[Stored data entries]
──────────────────────────────
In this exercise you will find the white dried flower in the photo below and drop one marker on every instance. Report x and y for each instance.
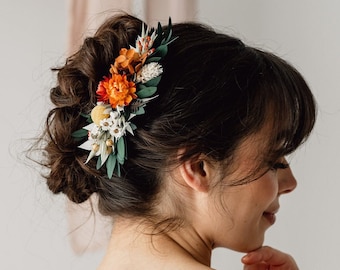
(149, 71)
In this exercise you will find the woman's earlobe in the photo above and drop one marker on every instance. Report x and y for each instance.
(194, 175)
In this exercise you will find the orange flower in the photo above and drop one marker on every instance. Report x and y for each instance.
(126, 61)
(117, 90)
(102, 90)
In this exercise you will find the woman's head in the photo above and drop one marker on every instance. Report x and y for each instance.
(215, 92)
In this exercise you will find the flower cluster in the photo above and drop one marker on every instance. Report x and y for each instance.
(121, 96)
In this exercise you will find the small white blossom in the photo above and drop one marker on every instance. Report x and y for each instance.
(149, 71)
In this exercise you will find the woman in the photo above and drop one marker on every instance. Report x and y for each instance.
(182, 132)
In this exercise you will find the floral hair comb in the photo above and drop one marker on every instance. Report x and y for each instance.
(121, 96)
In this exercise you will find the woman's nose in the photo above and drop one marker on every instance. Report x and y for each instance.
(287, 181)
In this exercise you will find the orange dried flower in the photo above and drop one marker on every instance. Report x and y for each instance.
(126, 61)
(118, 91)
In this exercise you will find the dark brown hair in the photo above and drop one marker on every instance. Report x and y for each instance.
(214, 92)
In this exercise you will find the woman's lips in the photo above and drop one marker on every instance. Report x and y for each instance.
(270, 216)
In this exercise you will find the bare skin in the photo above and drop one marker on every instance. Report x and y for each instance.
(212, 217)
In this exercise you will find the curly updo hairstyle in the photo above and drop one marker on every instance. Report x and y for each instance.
──────────────────────────────
[WHAT NEEDS TO BE DONE]: An unchanged copy of the data, images excluded, is all that should be given.

[RESULT OF THE EXERCISE]:
In this exercise you will find the white dried flower in the photo below and drop one marker on every instance. Report x and y for each instance.
(149, 71)
In this exercise you will find the woman's earlobe in the photo above and drop one marker on every instance. Report x and y for each instance.
(194, 175)
In this exercise you will find the orange flower in the photo above and drop one marker on every instance. Report x and y for each instance.
(126, 61)
(117, 90)
(102, 90)
In this exercise you will find the woman's head in the photo above and drop one marker on every instance. Report x and y for each instance.
(215, 92)
In this exercise you will find the flower cluster in the photo above and drop one marker on every instance. Report x and y for each instance.
(121, 96)
In this exercise you will find the small white blossom in the photo above and drop one marker on every instance. Report x and y for each instance.
(149, 71)
In this exercise you will find the woman in the photo above and drop one marker on every instance. Report x and y for each instance.
(182, 132)
In this exercise you will find the floral hair comb in the photo above and drop one marker on every instance. Report x and y for each instance.
(121, 96)
In this exercise you will find the woman's nose in the photo above and drop one marker on every instance. Report x and y for each instance.
(287, 181)
In this exercise you will find the orange dried flower in the photo above and drop one marker on every instance. Report x and y for each instance.
(126, 61)
(118, 91)
In this exercise you will find the dark brown hair in the photo above and drop one marker on every instance. Report x and y for each instance.
(214, 92)
In this exercise you will find the woman's lips in the photo above and drop one marker on every instance. Report x and y for each instance.
(270, 216)
In this exercise you will find the bare skin in the photo above and drop one marker on every instance. Report x and y for each instance.
(212, 217)
In this exercise you will find the curly updo hairstyle in the photo above and drop one marker on every instance. Report x and y for each instance.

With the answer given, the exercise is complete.